start Data rows
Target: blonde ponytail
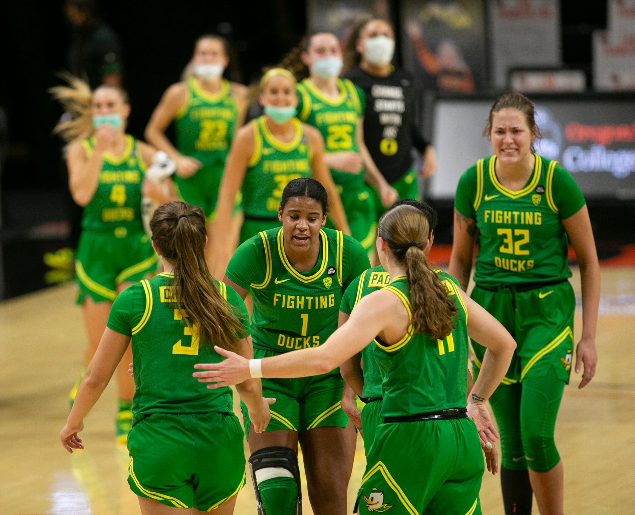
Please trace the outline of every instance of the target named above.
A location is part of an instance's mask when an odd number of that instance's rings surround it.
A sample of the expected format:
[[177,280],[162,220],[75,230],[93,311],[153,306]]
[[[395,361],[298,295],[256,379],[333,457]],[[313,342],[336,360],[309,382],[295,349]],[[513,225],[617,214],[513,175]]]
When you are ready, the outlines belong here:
end Data rows
Task directions:
Copy out the entries above word for word, leaving out the pictures.

Response:
Target: blonde ponytail
Please trace the outline of every instance of the target named above.
A location is part of an instance's mask when an odd number of that instance's rings surround it.
A sample of the expected format:
[[177,280],[162,220],[75,230],[93,311],[153,306]]
[[[395,361],[298,295],[256,379],[333,457]],[[313,342],[336,360],[309,382],[295,349]],[[513,225],[617,214],[513,175]]]
When you are ready, the outlines belong here:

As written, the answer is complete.